◆ MATERIAL FOR THIS EXERCISE
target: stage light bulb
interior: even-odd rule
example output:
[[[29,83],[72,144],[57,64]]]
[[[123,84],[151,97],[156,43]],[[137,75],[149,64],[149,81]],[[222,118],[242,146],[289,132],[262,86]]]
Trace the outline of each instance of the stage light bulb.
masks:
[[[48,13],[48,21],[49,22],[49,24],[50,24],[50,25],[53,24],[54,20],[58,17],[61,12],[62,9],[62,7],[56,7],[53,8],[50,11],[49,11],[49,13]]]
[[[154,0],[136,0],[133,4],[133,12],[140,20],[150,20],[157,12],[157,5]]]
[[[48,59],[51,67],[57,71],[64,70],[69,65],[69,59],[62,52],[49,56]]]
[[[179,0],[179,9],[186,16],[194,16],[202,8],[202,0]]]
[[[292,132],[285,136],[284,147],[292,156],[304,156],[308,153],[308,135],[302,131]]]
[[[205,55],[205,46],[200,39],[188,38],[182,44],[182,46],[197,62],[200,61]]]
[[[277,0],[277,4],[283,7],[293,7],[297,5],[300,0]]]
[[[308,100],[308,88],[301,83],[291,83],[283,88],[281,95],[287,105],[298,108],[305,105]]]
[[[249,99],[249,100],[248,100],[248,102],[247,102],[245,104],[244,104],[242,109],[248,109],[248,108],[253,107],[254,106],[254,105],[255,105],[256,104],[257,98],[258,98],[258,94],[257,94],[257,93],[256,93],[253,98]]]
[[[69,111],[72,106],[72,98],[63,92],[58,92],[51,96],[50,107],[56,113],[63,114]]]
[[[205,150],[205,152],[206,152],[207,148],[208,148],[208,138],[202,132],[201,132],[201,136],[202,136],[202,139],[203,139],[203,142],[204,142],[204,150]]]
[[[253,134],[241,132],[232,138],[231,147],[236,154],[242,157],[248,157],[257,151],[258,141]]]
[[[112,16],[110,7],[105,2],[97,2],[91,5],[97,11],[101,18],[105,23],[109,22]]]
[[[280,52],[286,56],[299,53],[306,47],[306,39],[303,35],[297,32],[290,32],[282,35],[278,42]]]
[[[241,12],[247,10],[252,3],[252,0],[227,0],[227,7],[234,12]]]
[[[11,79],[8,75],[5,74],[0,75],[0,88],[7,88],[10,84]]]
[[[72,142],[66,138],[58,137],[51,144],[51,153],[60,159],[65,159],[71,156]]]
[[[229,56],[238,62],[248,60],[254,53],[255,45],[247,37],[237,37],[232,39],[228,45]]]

◆ SHORT TASK
Swap every "stage light bulb" in the records for "spotlight bulb" and reproduce the records with nothing else changed.

◆ EXERCISE OUTPUT
target: spotlight bulb
interior: even-odd rule
example output:
[[[29,83],[72,144],[57,64]]]
[[[123,84],[151,97],[156,43]],[[137,75],[149,64],[149,81]],[[222,118],[242,146],[289,132],[262,86]]]
Trace the outline of each instance of the spotlight bulb.
masks:
[[[48,13],[48,21],[49,22],[49,24],[50,24],[50,25],[53,24],[54,20],[58,17],[61,12],[62,9],[62,7],[56,7],[53,8],[50,11],[49,11],[49,13]]]
[[[154,0],[136,0],[133,4],[133,12],[140,20],[150,20],[157,12],[157,5]]]
[[[48,59],[51,67],[57,71],[64,70],[69,65],[69,59],[62,52],[49,56]]]
[[[179,0],[179,9],[186,16],[194,16],[202,8],[202,0]]]
[[[292,132],[285,136],[284,147],[292,156],[304,156],[308,153],[308,135],[302,131]]]
[[[205,55],[205,46],[200,39],[188,38],[182,44],[182,46],[197,62],[200,61]]]
[[[277,0],[277,4],[283,7],[293,7],[297,5],[300,0]]]
[[[308,100],[308,88],[301,83],[291,83],[283,88],[281,95],[287,105],[298,108],[305,105]]]
[[[249,99],[249,100],[248,100],[248,102],[247,102],[245,104],[244,104],[242,109],[248,109],[248,108],[253,107],[254,106],[254,105],[255,105],[256,104],[257,98],[258,98],[258,94],[257,94],[257,93],[256,93],[253,98]]]
[[[69,111],[72,106],[72,98],[63,92],[58,92],[51,96],[50,107],[56,113],[63,114]]]
[[[205,150],[205,152],[206,152],[207,148],[208,148],[208,138],[202,132],[201,132],[201,136],[202,136],[202,139],[203,139],[203,142],[204,142],[204,150]]]
[[[253,134],[241,132],[232,138],[231,147],[236,154],[242,157],[248,157],[257,151],[258,141]]]
[[[112,16],[110,7],[105,2],[97,2],[91,5],[97,11],[101,18],[105,23],[109,22]]]
[[[280,52],[286,56],[299,53],[306,47],[306,39],[303,35],[297,32],[290,32],[282,35],[278,42]]]
[[[241,12],[247,10],[252,3],[252,0],[227,0],[227,7],[234,12]]]
[[[11,79],[8,75],[5,74],[0,75],[0,88],[7,88],[10,84]]]
[[[72,142],[66,138],[58,137],[51,144],[51,153],[60,159],[65,159],[71,156]]]
[[[229,56],[238,62],[248,60],[254,53],[255,45],[247,37],[237,37],[232,39],[228,45]]]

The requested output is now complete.